* SELECTED PASSAGE *

'''

After what felt like a particularly long week at work, I spent a lazy Friday evening lounging on my couch, cursing Direct TV for providing nothing worth watching. Then I saw that Bill Burr's new-ish stand-up show was coming on Comedy Central. I enjoyed it.
One of his bits was about motherhood. Here's a clip:
I'm not easily offended by comedy, and I can see how some people could take offense at this piece (and a lot of other stuff Bill Burr does too, but you're usually not a very good comic if you're not pushing the edges). Over at Good Enough Mother, she analyzes this little bit of comedy by admitting that there are harder jobs: astronauts and coal-miners in particular.
But she has a poignant response involving the amount of pressure that mothers feel, both from themselves (you know, not wanting to permanently damage their kids) and from society. Specifically, she says:
This is the part that really chaps my backside. It’s the completely unrealistic expectation placed on us by society. Like the (false) idea that once we have kids it’s all about them and they should be the center of our lives. Or that motherhood is always a fulfilling experience that we will enjoy 24 and 7. Or that we should stop pursuing things that we are interested in because all of these other people take priority. No, no and no.I see this as directly related to Bill Burr's comment that mothers are "constantly patting themselves on the back." And I see that directly related to a phenomenon I've started seeing everywhere: the pressure to help maintain the mythos of motherhood.
For example, I attended a breastfeeding class at the hospital yesterday. (As a side note, the class provided me with nothing I hadn't already read, which was a little disappointing). The instructor was running late, so all of us pregnant ladies were standing around with our husbands/partners in tow, chatting. As one could expect, the conversation was quick to revolve around the thing we all had in common: our progressing pregnancies.
At one point, it went something like this:
Pregnant Lady 1: And I had to take the three-hour glucose test.
PL 2: Oh my gosh, you poor thing. I couldn't even imagine having to drink that thing again.
PL 3: Oh, I know. It was so awful. I got about half way through and was begging for some water. The nurse wouldn't let me have any.
PL 1: I had fruit punch the first time and orange the second time. They were so terrible. And mine wasn't even cold. They didn't have it chilled or anything.
PL 3: What? That's terrible! Mine was cold.
and so on and so forth.
Now, I took the glucose test. I don't think I'll be ordering any bottles of it to keep on hand, but it wasn't that bad. I just chugged it down and waited an hour for a quick blood draw.
Do I really think that I'm somehow tougher than these other women? That I'm the champion of glucose tests and that these women need to suck it up? Of course not. I think that these women were participating in--and being encouraged to participate in by the surrounding pregnant ladies--the important job of maintaining a cultural mythos.
In this case, that mythos is that motherhood is difficult, and that women deserve praise for their ability to go through it, even from the very earliest stages.
All of this rambling is to say that I feel left out. I don't feel particularly good at participating in this ritual. I found myself saying something like, "I just chugged it. Wasn't so bad" and feeling like I had failed somehow. The same goes for most of my pregnancy symptoms. I've been sick to my stomach several times, but I've only really experienced morning sickness sporadically. When people ask about it, it seems like they want me to bemoan how difficult it's been and seem somewhat disappointed when I say "Oh, I've been sick a few times, but nothing major."
And part of my problem is I just don't want to focus on negative things. Yes, my feet swell, my clothes don't fit, my back hurts, and I have mood swings that challenge my adolescence to a duel. But I've had worse things happen to me.

'''

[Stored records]
'''

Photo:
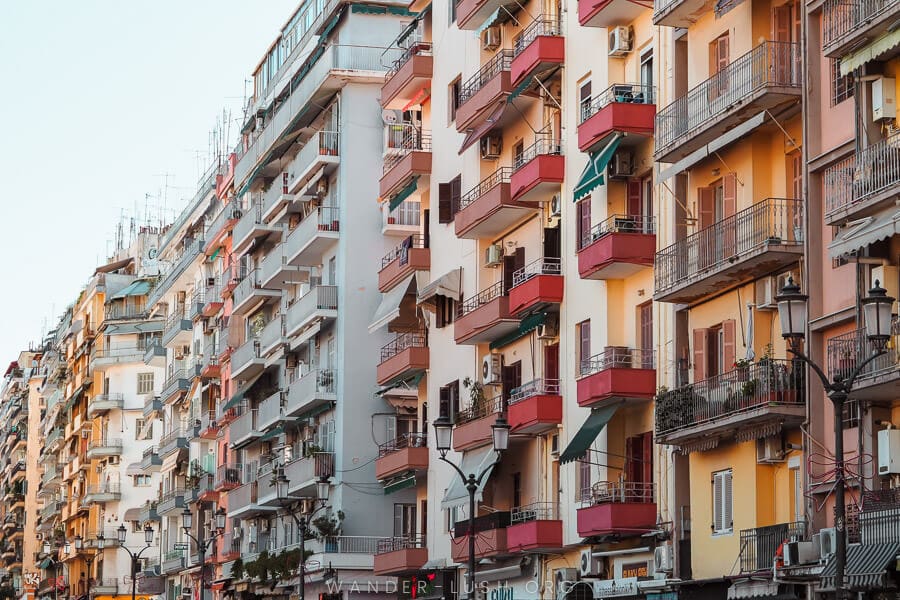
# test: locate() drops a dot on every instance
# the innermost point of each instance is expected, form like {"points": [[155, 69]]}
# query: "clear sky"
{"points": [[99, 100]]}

'''
'''

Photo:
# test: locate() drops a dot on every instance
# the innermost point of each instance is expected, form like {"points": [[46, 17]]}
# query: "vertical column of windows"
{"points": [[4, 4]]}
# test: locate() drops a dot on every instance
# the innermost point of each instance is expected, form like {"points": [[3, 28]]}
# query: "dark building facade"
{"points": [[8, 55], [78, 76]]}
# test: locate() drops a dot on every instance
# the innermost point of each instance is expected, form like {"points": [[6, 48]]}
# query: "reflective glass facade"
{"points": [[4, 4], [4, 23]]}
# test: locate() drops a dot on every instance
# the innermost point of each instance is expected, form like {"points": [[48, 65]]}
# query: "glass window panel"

'''

* REQUIRED TASKS *
1 – Answer these questions about the post on motherhood:
(a) Whose stand-up show did the writer watch on Comedy Central?
(b) Which two jobs does Good Enough Mother admit are harder than motherhood?
(c) How long did the writer wait for the blood draw after drinking the glucose drink?
2 – Return the stretch of the post on motherhood from "PL 3: Oh, I" through "chilled or anything.", copied word for word.

* SOLVED TASKS *
1 –
(a) Bill Burr's
(b) Astronauts and coal-miners
(c) An hour

2 –
PL 3: Oh, I know. It was so awful. I got about half way through and was begging for some water. The nurse wouldn't let me have any.
PL 1: I had fruit punch the first time and orange the second time. They were so terrible. And mine wasn't even cold. They didn't have it chilled or anything.